• [What this task involves]
Please filter the listing below down to the lines that contain the string "girl", and copy each of those lines unchanged. The match is case-sensitive.

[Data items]
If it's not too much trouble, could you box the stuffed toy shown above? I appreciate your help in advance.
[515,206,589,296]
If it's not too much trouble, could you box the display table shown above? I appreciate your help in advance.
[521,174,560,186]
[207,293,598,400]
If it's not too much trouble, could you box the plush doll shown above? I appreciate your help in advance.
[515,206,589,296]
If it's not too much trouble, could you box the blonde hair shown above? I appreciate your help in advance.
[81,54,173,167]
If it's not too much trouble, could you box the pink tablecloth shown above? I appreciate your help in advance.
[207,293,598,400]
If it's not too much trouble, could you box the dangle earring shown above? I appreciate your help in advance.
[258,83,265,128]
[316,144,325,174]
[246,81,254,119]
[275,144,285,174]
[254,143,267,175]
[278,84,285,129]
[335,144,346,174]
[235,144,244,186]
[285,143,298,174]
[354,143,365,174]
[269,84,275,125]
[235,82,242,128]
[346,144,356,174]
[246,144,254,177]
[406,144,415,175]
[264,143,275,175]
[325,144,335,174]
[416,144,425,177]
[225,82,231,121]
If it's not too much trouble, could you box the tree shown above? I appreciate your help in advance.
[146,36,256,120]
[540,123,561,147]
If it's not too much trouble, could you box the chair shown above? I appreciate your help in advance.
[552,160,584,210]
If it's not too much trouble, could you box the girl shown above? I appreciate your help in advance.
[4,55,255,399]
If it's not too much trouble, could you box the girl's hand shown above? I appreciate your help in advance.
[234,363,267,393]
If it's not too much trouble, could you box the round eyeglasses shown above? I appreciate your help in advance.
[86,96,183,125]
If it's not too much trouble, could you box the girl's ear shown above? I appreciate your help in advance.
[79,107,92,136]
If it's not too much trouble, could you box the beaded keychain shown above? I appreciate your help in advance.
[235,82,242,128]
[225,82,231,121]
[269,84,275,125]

• [Solution for this exercise]
If it's not too much trouble, could you box the girl shown above? I appreciate your help in advance.
If it's not too much trouble, could you box the girl's hand shown above? I appreciate your help in advance.
If it's not too much trouble, could you box the girl's ear shown above? I appreciate your help in advance.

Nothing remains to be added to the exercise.